(Source records)
● ● ● ●

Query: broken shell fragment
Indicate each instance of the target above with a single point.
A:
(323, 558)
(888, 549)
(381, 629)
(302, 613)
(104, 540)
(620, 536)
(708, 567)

● ● ● ●

Exercise prompt ▸ Update the listing so that "broken" reads "cracked" and every other line stays the same.

Answer to this exercise ▸
Query: cracked shell fragment
Indicate each instance of the target above with a single point.
A:
(323, 558)
(888, 549)
(381, 629)
(302, 613)
(104, 540)
(620, 536)
(708, 567)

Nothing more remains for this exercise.